## Recorded data
=-=-=

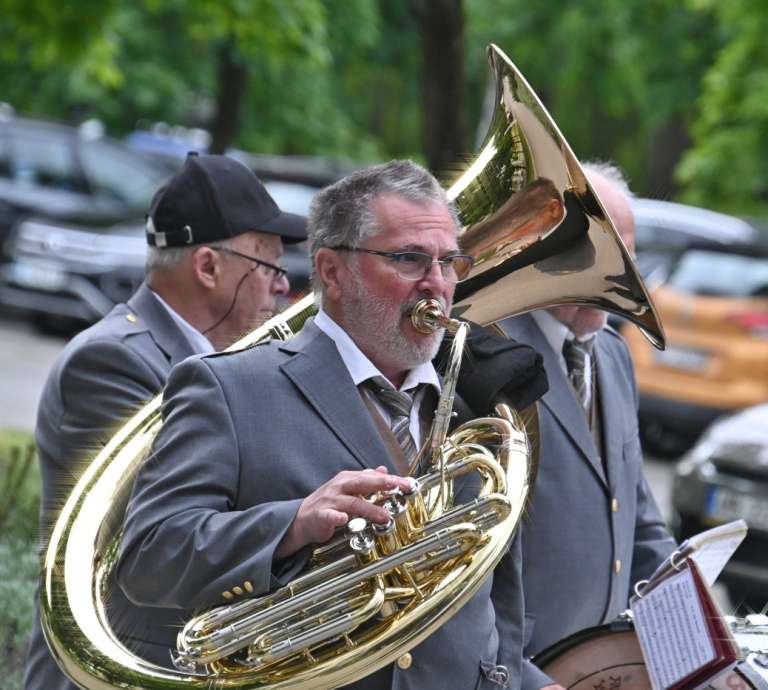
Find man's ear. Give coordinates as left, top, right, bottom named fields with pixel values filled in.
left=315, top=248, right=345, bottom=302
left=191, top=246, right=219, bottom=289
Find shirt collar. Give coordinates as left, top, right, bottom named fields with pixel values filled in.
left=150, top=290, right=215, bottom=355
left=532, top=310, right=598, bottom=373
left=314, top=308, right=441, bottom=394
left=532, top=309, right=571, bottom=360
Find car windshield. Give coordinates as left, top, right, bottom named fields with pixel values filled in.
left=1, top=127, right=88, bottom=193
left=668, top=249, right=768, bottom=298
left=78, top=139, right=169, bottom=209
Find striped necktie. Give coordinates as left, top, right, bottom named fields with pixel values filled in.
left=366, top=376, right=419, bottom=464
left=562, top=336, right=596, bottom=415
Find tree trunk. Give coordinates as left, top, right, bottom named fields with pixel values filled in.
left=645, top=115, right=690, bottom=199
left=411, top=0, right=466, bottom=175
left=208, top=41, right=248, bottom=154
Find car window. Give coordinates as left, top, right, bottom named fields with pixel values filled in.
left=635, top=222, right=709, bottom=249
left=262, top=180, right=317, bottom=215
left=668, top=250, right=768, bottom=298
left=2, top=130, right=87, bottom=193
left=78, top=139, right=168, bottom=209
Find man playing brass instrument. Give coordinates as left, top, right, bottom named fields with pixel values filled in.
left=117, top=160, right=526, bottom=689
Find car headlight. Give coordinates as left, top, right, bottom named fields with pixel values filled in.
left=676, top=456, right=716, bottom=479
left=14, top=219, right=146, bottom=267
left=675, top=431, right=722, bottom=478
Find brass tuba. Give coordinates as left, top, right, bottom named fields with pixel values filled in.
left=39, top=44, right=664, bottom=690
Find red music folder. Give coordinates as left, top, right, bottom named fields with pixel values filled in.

=-=-=

## Directions
An exact copy of the lines from the one with "Find car windshield." through the final line of the entries is the whole answer.

## Answer to this exercise
Find car windshield. Give coordinates as left, top, right, bottom named fields with pixel values filled in.
left=1, top=127, right=88, bottom=193
left=668, top=249, right=768, bottom=298
left=78, top=139, right=169, bottom=209
Find striped necktie. Give coordinates as left, top, right, bottom named fields with pixel values filled in.
left=366, top=376, right=419, bottom=464
left=562, top=336, right=596, bottom=415
Find tree trunk. Give coordinates as left, top, right, bottom named fields with pixel values filled in.
left=645, top=115, right=690, bottom=199
left=411, top=0, right=466, bottom=175
left=208, top=41, right=248, bottom=154
Find car window. Give coordinates as left, top, right, bottom named fields with pixel values filled in.
left=635, top=222, right=709, bottom=249
left=262, top=180, right=317, bottom=215
left=668, top=250, right=768, bottom=298
left=2, top=130, right=87, bottom=193
left=78, top=139, right=168, bottom=209
Find man playing brass instrument. Give coordinates as left, top, right, bottom named fields with pixel values filled in.
left=117, top=160, right=526, bottom=689
Find car headlight. Give coordinates as left, top, right, bottom named fields with pixel values filled in.
left=676, top=456, right=716, bottom=479
left=14, top=219, right=146, bottom=267
left=675, top=431, right=722, bottom=478
Find brass tuba. Give coordinates as left, top, right, bottom named fields with pixel values filled in.
left=39, top=44, right=664, bottom=690
Find red music folder. Give coordinates as left, top, right, bottom named fields with pixel values filled in.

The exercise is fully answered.